## Required work
According to the passage on tropical cyclones, what sea surface temperature favors their development?
Start Reading passage
The favorable conditions for the development of TCs include increased sea surface temperature (SST; ≥ 26.5 °C), relatively week vertical shear of horizontal winds, low-level cyclonic vorticity, minimum Coriolis force, incipient low pressure, conditional instability of the atmosphere and high mid-tropospheric relative humidity (Gray, 1975; Palmen, 1948; Riehl, 1948). The incipient vortex intensifies into TC over warmer ocean regions and decays when it passes over colder ocean regions and after crossing the coast (Gray, 1968). The intensification of TC is determined by the transport of air-sea fluxes, underlying mesoscale processes and inner core dynamics, moist convection and cloud-scale physical processes (Emanuel, 1986; Weatherford and Gray, 1988; Xu and Wang, 2010; Ma et al., 2015). The movement of the TCs mainly depends upon the large-scale steering currents (easterlies in tropics and westerlies in mid-latitudes), beta effect and their interaction with storm-scale motions (Chan and Gray, 1982; Chan, 2005). The existing numerical models can able to capture the large-scale steering flow precisely, but still, there is a challenge to resolve the inner core dynamics of TCs and the mesoscale processes associated with lower boundary conditions (Zhang et al., 2011). In the last two decades, the skill of numerical models for prediction of cyclone's track has been greatly improved but the intensity prediction still remains a challenging problem (Rappaport et al., 2009). Thus, advanced high-resolution ocean-atmospheric models with data assimilation, air-sea flux parameterization, and improved physics are being adopted for achieving better accuracy in TC forecasting in all the tropical ocean basins including the NIO (Gopalakrishnan et al., 2011; Srinivas et al., 2010; Srinivas et al., 2016; Raju et al., 2011; Chandrasekar and Balaji, 2012, Chandrasekar and Balaji, 2016; Tallapragada et al., 2013a, Tallapragada et al., 2013b; Yesubabu et al., 2014, Yesubabu et al., 2020; Subramani et al., 2014; Greeshma et al., 2015, Greeshma et al., 2019; Rao et al., 2018; Bonaldo et al., 2018; Ramakrishna et al., 2019; Baisya et al., 2020).
End Reading passage
Start Record list
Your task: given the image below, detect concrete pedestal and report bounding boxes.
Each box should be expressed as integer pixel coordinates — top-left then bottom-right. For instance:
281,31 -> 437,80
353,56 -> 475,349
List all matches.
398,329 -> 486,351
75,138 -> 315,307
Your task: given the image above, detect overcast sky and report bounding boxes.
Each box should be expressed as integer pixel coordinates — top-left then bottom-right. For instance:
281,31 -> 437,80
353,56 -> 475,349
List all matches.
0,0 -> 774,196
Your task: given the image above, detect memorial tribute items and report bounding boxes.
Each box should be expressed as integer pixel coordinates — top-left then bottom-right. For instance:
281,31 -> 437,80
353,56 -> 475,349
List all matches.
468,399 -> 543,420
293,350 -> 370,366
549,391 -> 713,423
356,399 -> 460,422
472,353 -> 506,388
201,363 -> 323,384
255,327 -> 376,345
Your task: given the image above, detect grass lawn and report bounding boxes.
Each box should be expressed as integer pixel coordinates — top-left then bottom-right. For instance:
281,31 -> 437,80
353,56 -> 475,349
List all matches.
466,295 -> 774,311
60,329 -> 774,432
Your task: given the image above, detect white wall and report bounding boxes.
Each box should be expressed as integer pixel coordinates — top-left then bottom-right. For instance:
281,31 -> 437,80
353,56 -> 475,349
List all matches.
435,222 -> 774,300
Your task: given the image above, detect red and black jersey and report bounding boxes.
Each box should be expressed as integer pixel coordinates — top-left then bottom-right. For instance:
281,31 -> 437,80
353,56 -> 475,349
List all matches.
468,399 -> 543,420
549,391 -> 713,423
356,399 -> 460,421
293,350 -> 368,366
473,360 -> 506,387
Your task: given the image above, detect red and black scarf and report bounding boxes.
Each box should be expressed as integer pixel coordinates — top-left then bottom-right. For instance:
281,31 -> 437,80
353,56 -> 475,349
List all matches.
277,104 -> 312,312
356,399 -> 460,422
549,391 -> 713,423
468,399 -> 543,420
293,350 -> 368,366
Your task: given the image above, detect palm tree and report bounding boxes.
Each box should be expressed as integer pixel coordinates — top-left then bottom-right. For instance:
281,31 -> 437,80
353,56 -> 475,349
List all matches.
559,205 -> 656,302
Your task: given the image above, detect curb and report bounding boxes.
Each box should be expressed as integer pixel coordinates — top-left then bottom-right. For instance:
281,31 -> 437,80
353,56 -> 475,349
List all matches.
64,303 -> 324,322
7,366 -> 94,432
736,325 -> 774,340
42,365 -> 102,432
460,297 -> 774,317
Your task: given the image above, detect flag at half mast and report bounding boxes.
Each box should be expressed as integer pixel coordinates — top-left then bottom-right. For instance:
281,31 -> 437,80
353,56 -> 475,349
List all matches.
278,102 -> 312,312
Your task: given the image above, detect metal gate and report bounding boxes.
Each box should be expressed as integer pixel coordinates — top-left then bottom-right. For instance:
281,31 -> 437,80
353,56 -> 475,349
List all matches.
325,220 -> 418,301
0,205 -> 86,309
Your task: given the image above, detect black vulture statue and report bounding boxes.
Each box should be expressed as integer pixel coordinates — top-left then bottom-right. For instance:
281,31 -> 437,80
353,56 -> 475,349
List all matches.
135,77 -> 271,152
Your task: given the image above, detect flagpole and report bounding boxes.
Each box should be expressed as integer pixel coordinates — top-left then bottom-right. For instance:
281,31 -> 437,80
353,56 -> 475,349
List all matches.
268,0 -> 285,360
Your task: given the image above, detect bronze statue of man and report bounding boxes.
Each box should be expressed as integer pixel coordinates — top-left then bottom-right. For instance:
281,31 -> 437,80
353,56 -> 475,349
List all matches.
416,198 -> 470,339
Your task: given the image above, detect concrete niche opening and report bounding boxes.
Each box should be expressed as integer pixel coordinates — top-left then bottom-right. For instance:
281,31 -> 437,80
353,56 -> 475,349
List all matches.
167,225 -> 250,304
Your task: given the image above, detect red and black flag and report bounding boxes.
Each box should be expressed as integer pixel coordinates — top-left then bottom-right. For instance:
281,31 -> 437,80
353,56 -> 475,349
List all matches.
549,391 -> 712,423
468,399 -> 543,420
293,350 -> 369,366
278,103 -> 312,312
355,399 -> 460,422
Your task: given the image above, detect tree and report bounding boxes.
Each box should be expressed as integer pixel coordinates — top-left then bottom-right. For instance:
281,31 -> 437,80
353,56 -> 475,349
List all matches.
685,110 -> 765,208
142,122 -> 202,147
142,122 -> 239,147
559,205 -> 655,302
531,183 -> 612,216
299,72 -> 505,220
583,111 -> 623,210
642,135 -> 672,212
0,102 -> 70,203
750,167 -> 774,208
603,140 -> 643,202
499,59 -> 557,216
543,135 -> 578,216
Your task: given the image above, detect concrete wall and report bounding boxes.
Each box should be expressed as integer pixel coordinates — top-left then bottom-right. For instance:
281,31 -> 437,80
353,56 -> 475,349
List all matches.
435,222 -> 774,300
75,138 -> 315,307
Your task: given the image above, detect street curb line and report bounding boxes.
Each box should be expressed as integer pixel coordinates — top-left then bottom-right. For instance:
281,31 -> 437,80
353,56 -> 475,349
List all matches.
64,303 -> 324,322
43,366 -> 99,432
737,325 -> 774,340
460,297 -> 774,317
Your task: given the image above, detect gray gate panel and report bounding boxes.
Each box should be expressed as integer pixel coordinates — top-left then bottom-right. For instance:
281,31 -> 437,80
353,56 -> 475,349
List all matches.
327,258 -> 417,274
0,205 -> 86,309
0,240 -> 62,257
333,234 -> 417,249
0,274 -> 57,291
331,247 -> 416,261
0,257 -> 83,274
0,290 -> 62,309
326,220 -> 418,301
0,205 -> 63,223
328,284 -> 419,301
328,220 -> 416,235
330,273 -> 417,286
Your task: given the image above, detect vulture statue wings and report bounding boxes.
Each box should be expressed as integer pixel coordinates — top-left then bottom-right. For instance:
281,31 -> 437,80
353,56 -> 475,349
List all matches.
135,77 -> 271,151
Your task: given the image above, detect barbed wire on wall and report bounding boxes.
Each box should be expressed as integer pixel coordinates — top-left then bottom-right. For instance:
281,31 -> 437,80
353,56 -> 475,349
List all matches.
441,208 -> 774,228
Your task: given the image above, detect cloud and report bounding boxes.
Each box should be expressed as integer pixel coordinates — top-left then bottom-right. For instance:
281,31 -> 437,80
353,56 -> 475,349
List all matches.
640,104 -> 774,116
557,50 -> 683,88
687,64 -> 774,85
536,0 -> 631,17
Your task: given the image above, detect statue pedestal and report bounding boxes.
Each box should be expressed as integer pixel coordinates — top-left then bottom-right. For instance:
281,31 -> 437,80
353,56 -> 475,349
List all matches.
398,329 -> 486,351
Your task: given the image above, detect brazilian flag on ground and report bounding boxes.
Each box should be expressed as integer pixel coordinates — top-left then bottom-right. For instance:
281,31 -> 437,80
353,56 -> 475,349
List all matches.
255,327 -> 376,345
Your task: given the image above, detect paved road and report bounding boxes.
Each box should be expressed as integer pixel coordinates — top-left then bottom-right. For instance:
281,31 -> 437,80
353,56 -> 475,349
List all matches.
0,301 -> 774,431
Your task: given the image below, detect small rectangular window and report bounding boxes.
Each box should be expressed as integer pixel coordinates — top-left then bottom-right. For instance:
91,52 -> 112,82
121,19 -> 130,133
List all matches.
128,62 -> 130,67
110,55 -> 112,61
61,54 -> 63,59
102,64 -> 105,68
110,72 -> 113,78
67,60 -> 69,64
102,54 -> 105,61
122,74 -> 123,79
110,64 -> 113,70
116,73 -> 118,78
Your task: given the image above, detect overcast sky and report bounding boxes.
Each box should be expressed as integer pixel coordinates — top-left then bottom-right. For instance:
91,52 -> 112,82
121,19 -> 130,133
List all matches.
End Record list
## The output
A sea surface temperature of 26.5 °C or higher.